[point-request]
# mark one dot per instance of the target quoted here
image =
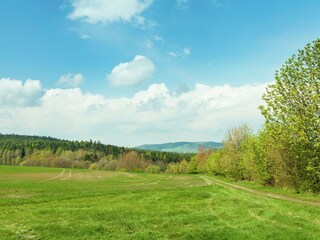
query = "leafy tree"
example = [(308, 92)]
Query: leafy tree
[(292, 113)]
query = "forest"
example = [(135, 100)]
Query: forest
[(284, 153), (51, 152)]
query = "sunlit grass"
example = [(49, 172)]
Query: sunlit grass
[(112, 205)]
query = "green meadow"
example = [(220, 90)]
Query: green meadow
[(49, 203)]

...

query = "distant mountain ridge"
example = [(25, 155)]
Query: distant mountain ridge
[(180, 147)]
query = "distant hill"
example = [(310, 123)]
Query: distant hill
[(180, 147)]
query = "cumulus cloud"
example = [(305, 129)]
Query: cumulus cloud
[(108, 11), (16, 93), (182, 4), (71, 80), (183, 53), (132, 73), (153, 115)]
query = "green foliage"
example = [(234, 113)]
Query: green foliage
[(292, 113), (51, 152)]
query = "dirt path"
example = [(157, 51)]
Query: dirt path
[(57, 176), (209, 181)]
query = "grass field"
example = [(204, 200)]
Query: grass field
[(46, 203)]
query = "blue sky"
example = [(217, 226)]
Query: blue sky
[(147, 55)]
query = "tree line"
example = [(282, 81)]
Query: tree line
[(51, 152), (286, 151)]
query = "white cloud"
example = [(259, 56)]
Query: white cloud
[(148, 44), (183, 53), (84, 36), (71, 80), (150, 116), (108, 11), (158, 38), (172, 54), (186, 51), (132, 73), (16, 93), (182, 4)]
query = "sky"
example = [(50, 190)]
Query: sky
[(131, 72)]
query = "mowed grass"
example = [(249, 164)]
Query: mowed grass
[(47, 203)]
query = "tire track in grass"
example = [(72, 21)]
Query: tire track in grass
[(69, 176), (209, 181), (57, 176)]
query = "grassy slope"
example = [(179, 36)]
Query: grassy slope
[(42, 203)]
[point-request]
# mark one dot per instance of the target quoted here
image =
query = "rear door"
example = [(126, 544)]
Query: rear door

---

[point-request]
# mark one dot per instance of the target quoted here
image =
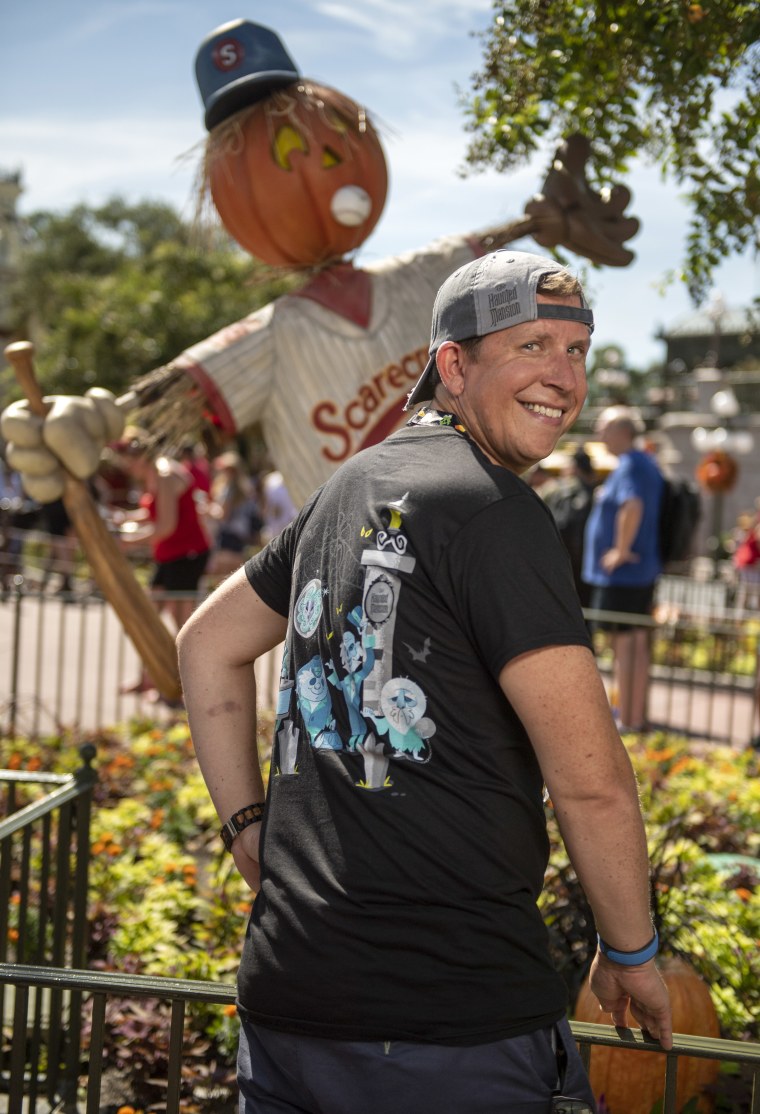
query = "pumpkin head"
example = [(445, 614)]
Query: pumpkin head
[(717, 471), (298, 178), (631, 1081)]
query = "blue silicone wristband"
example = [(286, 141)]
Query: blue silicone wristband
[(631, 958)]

# WHAT THE EXERCISE ASKS
Working from the records above, write out verbatim only the lines from the line containing "Query: distant mountain ridge" through the line containing "example = [(259, 56)]".

# ANSWER SPACE
Query: distant mountain ridge
[(180, 147)]
query = "distant hill"
example = [(310, 123)]
Query: distant hill
[(180, 147)]
query = "cumulus cloud"
example = [(305, 129)]
Query: cumulus cloud
[(108, 11), (16, 93), (182, 4), (71, 80), (183, 53), (132, 73), (153, 115)]
query = "green foliage"
example = [(234, 113)]
Query: green foliage
[(292, 113), (51, 152)]
query = "dirt path"
example = [(157, 51)]
Query: dirt path
[(57, 176), (209, 181)]
query = "grass field"
example = [(204, 200)]
Query: grass field
[(46, 203)]
query = "blue sky"
example = [(217, 226)]
Query: blue sky
[(147, 55)]
query = "tree line"
example = [(282, 81)]
Query: tree line
[(51, 152), (286, 151)]
query = "white cloud"
example = [(259, 56)]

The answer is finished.